# [WHAT TO DO]
How many lines in the items below contain the string "concrete", with case counting? Give only the number.

▼

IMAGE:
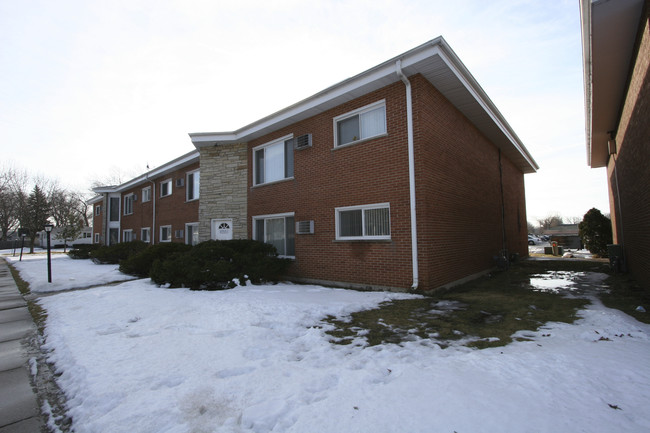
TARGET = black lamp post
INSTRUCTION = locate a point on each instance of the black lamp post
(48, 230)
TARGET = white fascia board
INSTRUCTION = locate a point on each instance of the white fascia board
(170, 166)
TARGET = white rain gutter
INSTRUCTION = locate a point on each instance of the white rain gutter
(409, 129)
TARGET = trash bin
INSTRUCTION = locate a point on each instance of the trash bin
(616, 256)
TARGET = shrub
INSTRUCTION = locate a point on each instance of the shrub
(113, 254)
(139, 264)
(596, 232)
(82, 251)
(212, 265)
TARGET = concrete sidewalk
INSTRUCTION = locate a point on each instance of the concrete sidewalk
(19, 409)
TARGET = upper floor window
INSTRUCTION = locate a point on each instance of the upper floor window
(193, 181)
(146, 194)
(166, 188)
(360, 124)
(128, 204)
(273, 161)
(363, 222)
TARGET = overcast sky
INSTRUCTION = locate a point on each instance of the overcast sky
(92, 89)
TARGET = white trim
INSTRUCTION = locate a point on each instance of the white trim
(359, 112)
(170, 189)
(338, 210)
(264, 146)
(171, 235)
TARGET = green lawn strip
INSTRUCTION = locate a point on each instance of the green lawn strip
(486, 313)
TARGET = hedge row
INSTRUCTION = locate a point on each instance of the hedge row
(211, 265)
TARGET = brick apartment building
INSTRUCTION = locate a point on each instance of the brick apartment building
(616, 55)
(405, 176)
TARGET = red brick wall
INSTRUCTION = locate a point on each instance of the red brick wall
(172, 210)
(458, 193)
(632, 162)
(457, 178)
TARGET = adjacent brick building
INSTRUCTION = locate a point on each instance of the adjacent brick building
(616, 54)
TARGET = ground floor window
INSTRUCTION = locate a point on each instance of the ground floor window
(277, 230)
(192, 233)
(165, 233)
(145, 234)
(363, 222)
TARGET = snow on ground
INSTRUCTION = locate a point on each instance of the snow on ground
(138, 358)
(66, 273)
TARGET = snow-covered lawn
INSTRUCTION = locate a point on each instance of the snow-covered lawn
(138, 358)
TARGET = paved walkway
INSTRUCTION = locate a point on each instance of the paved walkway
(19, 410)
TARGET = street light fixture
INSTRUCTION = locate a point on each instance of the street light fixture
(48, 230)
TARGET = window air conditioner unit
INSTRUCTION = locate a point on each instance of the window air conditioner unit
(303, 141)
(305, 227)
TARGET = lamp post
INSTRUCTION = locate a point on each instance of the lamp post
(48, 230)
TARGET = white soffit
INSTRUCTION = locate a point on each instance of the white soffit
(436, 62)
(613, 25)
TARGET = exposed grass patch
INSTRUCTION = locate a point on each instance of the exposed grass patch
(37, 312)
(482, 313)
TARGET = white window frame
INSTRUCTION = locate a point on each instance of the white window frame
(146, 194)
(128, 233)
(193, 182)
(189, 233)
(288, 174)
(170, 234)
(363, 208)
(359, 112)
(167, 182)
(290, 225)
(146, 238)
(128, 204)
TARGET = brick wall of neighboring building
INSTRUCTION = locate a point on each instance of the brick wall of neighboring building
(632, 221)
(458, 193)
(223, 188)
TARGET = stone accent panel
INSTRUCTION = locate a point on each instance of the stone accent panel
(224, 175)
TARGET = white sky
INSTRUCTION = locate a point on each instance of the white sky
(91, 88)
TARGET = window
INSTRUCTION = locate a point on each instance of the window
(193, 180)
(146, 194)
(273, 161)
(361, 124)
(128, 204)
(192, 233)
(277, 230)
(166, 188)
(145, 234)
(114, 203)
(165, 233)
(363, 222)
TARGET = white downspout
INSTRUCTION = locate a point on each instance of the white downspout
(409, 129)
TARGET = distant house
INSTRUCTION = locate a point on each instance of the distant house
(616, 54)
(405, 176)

▲
▼

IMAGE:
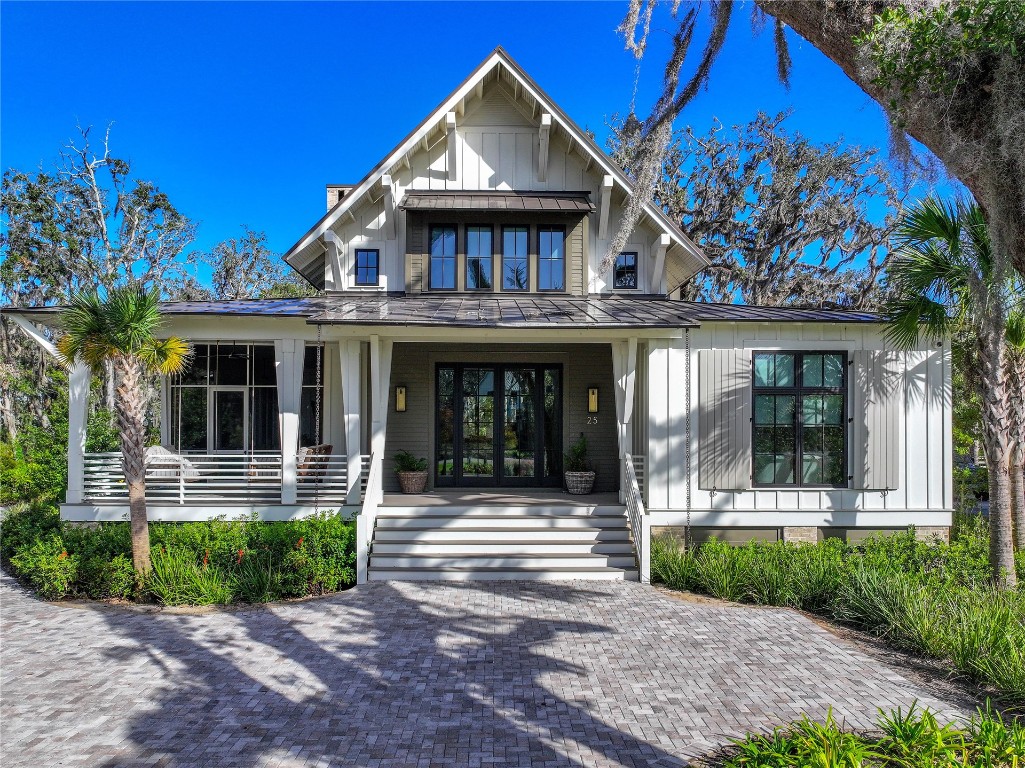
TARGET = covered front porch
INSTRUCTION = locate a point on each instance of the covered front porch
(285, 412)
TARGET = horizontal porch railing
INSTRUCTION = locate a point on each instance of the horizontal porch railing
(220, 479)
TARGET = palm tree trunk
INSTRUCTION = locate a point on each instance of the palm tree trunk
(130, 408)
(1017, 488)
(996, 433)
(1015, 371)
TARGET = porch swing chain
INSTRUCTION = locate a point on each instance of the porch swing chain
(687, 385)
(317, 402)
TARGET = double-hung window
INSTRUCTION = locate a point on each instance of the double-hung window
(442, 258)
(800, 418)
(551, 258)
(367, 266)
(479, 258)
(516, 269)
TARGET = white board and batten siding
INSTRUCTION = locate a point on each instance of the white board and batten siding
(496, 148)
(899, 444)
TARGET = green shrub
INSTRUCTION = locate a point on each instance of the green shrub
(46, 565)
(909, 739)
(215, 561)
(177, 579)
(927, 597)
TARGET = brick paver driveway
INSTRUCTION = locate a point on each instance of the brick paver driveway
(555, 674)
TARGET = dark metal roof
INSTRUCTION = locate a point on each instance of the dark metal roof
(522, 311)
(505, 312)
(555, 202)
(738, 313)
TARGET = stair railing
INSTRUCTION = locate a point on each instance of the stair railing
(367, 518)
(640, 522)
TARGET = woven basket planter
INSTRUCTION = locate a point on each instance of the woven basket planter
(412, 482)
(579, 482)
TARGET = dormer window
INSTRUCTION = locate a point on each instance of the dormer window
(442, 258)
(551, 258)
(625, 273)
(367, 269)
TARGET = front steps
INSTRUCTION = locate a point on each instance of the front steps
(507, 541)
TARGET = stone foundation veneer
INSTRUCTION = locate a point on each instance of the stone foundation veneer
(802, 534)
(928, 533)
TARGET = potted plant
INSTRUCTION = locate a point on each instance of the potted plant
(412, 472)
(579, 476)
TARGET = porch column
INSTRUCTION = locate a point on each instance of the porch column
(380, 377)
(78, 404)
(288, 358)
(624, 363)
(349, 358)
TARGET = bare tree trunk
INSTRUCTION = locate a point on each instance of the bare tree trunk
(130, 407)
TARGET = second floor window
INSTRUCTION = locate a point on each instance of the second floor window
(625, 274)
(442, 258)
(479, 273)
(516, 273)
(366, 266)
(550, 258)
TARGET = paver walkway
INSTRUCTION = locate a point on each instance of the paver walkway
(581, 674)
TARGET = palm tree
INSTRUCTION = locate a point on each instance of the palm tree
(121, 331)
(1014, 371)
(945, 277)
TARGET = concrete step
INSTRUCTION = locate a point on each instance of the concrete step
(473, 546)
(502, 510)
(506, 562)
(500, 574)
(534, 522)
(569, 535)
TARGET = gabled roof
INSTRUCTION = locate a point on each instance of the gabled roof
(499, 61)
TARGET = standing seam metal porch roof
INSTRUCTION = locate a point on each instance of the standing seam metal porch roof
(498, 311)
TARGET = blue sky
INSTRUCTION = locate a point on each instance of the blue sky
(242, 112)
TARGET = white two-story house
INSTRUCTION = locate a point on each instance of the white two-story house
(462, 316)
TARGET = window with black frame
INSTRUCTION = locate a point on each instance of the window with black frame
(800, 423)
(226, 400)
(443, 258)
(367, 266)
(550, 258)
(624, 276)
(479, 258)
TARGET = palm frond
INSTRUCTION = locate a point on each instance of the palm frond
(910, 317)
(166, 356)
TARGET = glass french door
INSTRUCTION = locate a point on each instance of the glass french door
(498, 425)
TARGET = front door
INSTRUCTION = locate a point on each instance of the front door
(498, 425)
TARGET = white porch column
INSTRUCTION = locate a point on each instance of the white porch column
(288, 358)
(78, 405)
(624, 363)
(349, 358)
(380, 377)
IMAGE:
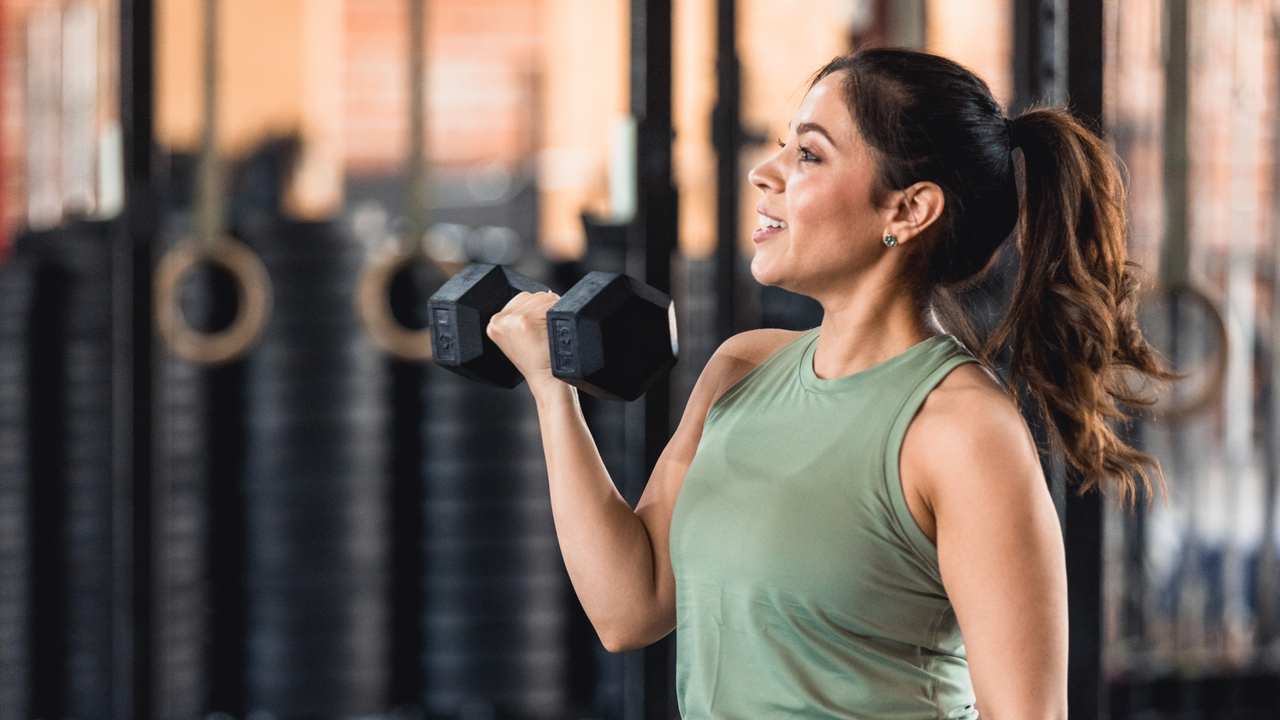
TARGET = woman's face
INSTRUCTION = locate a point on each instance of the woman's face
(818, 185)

▲

# [THE RESPONSE]
4